Please retype the data below in full.

Referring expression data
.....
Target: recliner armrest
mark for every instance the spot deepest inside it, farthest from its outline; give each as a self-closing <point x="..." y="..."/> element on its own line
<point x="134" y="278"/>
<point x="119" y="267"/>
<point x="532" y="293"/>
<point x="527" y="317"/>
.....
### OUTPUT FOR THIS EXERCISE
Target: recliner armrest
mark for every instance the spot deepest inside it, farthest from its outline; give each as a self-closing <point x="..." y="..."/> element on its own line
<point x="134" y="278"/>
<point x="119" y="267"/>
<point x="532" y="293"/>
<point x="527" y="317"/>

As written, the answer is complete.